FRAGMENTO DE LECTURA:
○ ○ ○ ○

La búsqueda del director había comenzado muchísimo antes, intuitivamente, cuando decidió iniciar otros estudios formales para aprender a tocar la guitarra: “En ese momento la música me empezó a importar mucho más y fue una de las primeras maneras que encontré para conectar con mi padre”.
Juan Ignacio le adjudica a Levrero el gran mérito de haberle enseñado, con su solo proceder, que una película es capaz de propiciar “el encuentro con el otro, la empatía y la catarsis”.
Con esa certeza, el director uruguayo desarrolló una gran habilidad para el manejo de las herramientas del cine, y descubrió que también podía usarlas para encontrar su lugar entre los fantasmas y las dudas de los días. “Yo tengo amigos y colaboradores excepcionales que me acompañan hasta las últimas consecuencias, y me toca vivir en un momento de Uruguay en el que el Estado te otorga fondos para hacer una película de este tipo”, dice cuando se compara con las magras posibilidades que tuvo su padre, a la hora de desarrollar su carrera, o su viaje como músico.

○ ○ ○ ○

(Imágenes para la localización de objetos)
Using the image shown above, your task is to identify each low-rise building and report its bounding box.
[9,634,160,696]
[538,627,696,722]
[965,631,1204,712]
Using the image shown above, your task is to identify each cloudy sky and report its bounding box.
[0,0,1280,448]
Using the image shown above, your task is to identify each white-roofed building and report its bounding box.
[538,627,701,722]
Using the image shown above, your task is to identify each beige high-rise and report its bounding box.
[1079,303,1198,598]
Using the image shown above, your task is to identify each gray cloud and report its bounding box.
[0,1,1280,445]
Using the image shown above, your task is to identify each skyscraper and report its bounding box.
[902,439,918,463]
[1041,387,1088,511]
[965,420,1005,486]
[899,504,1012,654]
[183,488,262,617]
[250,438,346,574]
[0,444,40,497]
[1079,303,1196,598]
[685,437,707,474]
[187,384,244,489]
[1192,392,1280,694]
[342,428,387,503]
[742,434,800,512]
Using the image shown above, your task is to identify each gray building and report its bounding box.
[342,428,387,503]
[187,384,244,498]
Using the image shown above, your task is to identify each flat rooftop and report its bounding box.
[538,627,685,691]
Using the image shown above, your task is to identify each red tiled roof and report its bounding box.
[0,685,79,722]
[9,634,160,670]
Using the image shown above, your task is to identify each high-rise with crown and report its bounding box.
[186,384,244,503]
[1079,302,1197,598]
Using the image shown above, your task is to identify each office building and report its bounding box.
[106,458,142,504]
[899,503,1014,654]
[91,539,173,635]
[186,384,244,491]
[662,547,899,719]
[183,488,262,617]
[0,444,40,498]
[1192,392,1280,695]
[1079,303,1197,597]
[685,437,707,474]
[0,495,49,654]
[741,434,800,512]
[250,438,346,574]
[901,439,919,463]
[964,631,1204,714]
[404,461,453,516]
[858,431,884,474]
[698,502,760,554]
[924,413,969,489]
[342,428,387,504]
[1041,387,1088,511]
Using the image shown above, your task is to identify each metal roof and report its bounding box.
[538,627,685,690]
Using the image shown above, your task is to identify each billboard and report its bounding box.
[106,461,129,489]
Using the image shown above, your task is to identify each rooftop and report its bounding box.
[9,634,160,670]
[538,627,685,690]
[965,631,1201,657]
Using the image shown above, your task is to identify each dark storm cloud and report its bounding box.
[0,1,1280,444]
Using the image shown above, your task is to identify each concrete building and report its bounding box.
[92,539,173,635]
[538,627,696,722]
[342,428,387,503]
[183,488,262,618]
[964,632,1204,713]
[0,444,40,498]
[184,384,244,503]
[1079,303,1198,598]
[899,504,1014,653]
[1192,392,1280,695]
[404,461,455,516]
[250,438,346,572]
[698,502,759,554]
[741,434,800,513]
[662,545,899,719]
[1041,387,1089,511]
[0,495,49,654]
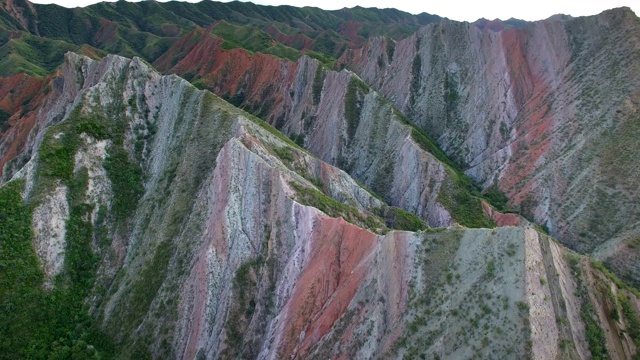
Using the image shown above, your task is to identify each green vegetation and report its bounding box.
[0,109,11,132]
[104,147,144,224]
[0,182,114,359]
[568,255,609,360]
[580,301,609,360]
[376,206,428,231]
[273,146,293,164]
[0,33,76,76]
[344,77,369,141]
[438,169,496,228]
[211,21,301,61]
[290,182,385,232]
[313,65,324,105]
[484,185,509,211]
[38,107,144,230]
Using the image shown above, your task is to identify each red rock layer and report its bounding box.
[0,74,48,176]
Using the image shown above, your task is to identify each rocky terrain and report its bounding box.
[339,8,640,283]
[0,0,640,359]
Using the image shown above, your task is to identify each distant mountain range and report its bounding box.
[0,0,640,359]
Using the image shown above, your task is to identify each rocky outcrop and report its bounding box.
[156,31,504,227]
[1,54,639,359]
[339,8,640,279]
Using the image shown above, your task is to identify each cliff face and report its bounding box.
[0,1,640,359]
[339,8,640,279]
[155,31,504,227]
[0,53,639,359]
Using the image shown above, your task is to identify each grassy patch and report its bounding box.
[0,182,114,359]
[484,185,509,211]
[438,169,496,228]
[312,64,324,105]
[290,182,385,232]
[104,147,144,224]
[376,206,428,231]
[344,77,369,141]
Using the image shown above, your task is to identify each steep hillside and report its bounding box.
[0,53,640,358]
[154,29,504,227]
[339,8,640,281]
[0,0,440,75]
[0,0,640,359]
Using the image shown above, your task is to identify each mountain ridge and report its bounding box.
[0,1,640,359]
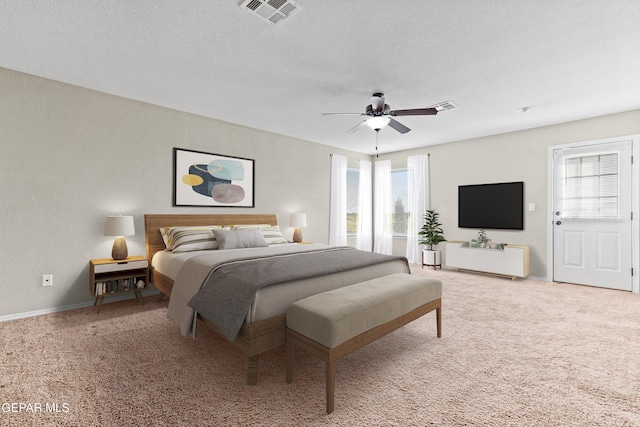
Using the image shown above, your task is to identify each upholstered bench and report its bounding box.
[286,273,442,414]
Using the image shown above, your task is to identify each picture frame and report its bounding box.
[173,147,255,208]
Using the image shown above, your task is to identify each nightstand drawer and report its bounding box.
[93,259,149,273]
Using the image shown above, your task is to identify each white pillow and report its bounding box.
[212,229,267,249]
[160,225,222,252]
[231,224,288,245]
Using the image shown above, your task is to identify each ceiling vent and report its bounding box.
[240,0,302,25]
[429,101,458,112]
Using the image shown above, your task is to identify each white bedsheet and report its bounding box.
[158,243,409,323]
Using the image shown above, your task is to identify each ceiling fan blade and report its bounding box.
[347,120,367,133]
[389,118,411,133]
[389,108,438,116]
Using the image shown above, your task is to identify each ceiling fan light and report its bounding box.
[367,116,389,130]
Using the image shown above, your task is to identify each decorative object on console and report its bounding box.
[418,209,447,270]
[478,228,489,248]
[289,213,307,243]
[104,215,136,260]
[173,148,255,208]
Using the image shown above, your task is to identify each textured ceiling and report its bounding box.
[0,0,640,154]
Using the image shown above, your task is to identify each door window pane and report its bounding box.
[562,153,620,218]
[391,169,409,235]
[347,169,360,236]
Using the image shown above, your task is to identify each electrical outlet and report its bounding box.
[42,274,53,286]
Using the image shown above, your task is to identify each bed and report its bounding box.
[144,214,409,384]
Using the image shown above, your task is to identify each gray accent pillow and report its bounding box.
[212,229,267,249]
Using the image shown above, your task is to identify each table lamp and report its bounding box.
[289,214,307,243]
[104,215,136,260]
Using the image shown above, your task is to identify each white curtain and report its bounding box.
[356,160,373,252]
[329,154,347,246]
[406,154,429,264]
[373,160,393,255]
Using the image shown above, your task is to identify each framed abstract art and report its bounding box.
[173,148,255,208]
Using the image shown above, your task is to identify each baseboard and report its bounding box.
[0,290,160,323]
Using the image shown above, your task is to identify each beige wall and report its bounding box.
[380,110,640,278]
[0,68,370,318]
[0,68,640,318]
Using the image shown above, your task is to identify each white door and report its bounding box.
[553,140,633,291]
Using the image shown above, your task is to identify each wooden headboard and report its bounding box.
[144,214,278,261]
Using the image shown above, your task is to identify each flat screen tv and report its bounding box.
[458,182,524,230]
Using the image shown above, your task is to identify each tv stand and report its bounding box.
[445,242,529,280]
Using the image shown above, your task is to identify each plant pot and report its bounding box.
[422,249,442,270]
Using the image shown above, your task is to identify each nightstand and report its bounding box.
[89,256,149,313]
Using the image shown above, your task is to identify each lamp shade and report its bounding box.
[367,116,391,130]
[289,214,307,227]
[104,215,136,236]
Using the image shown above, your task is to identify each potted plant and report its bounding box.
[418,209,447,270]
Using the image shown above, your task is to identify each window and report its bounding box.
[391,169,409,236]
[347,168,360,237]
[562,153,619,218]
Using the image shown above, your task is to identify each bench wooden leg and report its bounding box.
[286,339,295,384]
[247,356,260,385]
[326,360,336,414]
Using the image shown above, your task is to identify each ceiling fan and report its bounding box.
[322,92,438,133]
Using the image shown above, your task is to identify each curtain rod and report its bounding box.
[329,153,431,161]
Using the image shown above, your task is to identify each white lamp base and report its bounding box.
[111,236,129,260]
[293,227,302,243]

○ ○ ○ ○

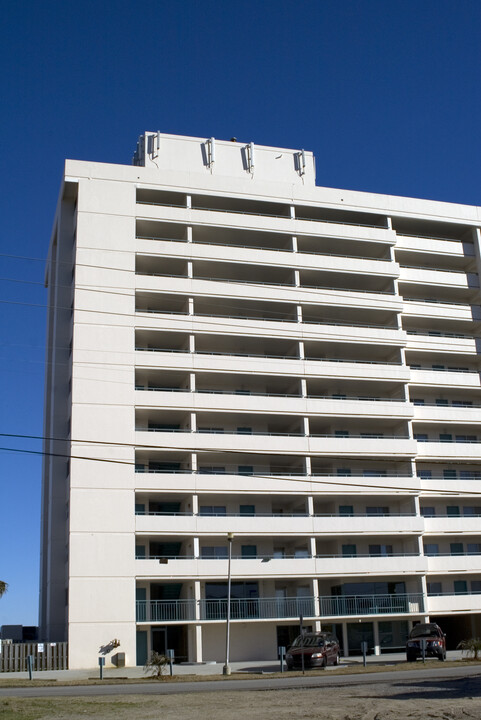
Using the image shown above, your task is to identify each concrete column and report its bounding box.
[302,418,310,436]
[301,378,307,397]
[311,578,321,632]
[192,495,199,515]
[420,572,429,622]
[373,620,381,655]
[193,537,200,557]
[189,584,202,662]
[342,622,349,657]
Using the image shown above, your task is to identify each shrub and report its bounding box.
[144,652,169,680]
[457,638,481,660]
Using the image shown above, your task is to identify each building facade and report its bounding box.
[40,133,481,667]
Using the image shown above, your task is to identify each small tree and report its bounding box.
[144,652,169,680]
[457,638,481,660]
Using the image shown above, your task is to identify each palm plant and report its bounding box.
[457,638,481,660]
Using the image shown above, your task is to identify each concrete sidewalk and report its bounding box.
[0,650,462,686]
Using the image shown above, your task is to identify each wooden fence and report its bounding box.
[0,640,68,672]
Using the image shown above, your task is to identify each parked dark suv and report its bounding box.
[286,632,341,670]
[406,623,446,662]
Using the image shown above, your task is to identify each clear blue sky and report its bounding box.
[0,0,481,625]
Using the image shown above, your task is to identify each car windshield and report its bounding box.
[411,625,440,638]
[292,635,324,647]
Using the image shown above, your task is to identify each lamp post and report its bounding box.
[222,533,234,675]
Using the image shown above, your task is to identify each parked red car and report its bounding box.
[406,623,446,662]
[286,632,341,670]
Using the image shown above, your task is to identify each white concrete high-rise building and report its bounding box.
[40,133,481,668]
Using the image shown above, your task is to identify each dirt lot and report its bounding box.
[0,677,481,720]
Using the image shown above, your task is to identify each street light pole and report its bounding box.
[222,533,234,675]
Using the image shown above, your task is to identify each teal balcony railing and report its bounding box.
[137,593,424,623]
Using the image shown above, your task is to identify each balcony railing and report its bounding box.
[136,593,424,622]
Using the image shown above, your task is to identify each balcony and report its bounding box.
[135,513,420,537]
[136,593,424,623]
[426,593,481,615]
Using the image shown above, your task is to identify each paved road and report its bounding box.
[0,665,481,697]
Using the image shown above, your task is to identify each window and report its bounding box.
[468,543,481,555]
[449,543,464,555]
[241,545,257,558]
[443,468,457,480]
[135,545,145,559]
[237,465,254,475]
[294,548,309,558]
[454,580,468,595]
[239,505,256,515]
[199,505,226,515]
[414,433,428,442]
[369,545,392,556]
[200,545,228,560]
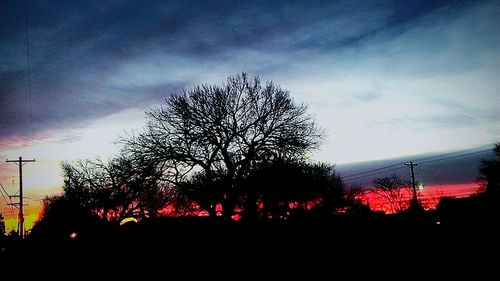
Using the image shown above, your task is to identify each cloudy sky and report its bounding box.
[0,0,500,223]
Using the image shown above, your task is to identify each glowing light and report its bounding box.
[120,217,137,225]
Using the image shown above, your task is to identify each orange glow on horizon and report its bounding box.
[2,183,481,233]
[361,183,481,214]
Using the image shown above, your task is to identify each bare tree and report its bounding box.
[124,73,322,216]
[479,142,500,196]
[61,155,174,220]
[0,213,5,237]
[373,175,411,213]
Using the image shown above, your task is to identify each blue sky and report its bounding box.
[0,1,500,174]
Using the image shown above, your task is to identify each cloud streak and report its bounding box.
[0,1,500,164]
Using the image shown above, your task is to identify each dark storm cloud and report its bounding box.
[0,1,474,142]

○ ○ ○ ○

EXPLORACIÓN DEL MATERIAL:
1. Según el fragmento, ¿qué decidió hacer el director cuando su búsqueda comenzó de forma intuitiva?
2. Transcribe del fragmento el pasaje que va desde "Con esa certeza, el" hasta "viaje como músico.", ambos incluidos.

RESPUESTAS POR TAREA:
1. Iniciar otros estudios formales para aprender a tocar la guitarra.

2.
Con esa certeza, el director uruguayo desarrolló una gran habilidad para el manejo de las herramientas del cine, y descubrió que también podía usarlas para encontrar su lugar entre los fantasmas y las dudas de los días. “Yo tengo amigos y colaboradores excepcionales que me acompañan hasta las últimas consecuencias, y me toca vivir en un momento de Uruguay en el que el Estado te otorga fondos para hacer una película de este tipo”, dice cuando se compara con las magras posibilidades que tuvo su padre, a la hora de desarrollar su carrera, o su viaje como músico.